▶ _Dataset excerpts_:
—————

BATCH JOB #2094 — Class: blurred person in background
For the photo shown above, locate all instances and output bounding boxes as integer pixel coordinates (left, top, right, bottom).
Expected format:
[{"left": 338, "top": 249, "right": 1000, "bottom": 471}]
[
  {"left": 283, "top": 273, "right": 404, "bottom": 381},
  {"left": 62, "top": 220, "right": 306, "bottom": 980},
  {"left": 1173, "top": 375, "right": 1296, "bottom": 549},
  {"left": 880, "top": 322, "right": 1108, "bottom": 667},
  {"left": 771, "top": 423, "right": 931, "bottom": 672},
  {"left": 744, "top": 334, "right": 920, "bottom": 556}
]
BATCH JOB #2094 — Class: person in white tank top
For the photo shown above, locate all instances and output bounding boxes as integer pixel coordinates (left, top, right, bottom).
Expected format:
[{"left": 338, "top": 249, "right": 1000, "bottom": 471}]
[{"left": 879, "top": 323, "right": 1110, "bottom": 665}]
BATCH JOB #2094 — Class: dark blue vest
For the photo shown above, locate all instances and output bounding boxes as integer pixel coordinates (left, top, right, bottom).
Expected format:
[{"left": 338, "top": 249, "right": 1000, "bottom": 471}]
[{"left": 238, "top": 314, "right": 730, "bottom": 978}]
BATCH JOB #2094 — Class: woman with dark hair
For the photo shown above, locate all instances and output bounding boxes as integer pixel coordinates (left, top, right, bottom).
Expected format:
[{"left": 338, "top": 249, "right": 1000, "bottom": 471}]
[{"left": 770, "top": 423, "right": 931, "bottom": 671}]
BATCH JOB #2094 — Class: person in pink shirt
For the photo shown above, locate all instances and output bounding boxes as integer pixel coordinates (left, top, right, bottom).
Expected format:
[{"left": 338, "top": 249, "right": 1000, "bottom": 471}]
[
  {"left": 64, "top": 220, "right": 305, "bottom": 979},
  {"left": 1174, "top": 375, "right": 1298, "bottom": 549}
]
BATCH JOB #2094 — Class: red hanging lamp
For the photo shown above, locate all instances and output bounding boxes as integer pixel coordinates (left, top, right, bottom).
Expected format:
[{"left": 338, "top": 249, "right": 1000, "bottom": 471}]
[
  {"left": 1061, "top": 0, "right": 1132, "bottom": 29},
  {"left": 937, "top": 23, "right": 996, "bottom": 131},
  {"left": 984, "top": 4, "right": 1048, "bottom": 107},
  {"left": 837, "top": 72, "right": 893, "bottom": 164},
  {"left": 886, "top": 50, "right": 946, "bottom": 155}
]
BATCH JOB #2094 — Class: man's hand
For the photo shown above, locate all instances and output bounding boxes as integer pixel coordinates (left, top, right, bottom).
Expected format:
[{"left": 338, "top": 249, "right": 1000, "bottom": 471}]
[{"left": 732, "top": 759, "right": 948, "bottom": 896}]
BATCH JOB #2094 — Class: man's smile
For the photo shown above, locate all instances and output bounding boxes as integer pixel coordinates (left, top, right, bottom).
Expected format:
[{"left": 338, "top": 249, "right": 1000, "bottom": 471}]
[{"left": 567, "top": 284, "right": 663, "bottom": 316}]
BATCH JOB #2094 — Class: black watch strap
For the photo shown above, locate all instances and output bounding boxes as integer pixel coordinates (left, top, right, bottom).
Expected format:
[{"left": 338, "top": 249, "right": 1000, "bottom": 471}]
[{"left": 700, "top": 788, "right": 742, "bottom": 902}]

—————

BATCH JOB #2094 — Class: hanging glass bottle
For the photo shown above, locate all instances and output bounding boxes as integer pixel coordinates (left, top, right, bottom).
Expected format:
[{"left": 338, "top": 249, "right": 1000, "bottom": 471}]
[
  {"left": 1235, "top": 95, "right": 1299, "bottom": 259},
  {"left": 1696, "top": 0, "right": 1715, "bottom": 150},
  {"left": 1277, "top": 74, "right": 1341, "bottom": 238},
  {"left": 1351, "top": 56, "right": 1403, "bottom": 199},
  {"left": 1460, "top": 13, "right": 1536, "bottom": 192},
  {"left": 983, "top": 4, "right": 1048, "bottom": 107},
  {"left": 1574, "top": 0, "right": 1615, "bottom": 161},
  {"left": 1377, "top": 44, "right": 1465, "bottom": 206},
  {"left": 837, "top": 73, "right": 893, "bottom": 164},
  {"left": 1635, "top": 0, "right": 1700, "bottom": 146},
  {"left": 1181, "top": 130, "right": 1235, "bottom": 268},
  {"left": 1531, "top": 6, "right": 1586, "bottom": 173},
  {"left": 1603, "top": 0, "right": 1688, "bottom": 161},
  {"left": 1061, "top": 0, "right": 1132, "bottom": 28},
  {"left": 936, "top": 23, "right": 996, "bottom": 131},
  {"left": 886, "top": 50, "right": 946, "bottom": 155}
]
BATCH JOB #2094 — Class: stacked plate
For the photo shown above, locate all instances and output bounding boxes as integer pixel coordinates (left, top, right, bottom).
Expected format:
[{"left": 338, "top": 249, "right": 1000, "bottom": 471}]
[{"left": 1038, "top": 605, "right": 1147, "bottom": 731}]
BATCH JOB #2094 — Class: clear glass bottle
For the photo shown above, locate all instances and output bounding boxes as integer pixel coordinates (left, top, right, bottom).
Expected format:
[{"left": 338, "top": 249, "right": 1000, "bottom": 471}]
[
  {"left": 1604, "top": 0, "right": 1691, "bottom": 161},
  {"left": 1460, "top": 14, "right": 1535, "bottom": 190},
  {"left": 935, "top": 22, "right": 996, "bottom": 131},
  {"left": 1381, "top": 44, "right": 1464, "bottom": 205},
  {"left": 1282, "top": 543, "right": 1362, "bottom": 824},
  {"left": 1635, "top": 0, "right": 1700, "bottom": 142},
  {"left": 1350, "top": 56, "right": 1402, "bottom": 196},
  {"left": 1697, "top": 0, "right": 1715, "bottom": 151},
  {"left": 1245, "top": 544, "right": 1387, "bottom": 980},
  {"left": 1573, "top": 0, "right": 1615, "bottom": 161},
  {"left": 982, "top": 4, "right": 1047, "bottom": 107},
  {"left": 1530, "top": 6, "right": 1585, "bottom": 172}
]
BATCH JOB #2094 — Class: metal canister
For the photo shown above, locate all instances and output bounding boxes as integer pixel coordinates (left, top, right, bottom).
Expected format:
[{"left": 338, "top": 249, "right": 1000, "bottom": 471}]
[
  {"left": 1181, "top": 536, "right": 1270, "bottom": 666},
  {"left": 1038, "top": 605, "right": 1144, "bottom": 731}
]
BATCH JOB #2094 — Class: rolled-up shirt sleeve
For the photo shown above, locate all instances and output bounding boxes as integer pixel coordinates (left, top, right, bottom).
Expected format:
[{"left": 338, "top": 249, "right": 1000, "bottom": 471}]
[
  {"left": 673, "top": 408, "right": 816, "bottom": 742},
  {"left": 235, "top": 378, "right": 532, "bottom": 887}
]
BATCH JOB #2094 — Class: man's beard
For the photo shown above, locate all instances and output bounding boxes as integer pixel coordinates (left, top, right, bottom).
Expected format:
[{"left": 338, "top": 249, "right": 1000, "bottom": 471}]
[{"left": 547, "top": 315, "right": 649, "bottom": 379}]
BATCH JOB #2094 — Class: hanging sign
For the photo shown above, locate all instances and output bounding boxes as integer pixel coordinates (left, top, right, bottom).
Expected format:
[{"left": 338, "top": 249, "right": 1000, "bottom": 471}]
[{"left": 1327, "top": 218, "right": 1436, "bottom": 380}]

—————

▶ _Your task_: Which of the lines above include the word "bottle"? List those lines.

▶ _Result of the exercise_:
BATCH JOB #2094 — Class: hanging glass bottle
BATCH JOB #2094 — Class: clear glass bottle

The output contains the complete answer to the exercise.